Record list:
━━━━━━

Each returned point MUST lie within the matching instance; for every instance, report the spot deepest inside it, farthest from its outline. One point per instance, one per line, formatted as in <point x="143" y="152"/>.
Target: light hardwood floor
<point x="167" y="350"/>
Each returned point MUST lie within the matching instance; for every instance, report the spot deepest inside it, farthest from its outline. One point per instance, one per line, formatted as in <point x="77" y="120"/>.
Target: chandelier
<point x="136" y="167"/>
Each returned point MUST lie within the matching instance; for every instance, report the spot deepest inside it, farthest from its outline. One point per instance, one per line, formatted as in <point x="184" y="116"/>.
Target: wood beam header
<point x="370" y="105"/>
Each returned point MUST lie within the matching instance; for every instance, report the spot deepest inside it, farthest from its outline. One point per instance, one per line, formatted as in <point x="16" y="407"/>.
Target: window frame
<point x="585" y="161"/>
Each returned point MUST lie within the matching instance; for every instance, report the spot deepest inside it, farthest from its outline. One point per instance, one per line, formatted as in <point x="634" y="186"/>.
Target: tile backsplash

━━━━━━

Task to complete: Please recast all of the data above as a JSON list of strings, one string per line, leaving out any blank lines.

Output of the task:
[
  "Each returned point MUST lie within the matching instance; for every instance, report the spot deepest inside it, farthest from its outline. One point per instance, one per line, formatted as in <point x=\"143\" y=\"152\"/>.",
  "Target: light hardwood floor",
  "<point x=\"167\" y=\"350\"/>",
  "Each returned point MUST lie within the matching instance; for every instance, report the spot deepest inside it, farthest from its outline. One point per instance, one per line, formatted as in <point x=\"77\" y=\"120\"/>.",
  "Target: chandelier",
  "<point x=\"136\" y=\"167\"/>",
  "Each returned point MUST lie within the matching instance; for every instance, report the spot deepest inside it, farthest from its outline. One point per instance, one per line, formatted as in <point x=\"184\" y=\"116\"/>.",
  "Target: wood beam header",
  "<point x=\"370\" y=\"105\"/>",
  "Each returned point MUST lie within the matching instance; for every instance, report the spot deepest inside it, farthest from its outline. One point per instance, one per line, formatted as in <point x=\"16\" y=\"407\"/>.",
  "Target: window frame",
  "<point x=\"585\" y=\"161\"/>",
  "Each returned point MUST lie within the matching instance; for every instance, report the spot deepest inside it, farthest from its outline. One point per instance, one per line, formatted as in <point x=\"634\" y=\"186\"/>.",
  "Target: tile backsplash"
]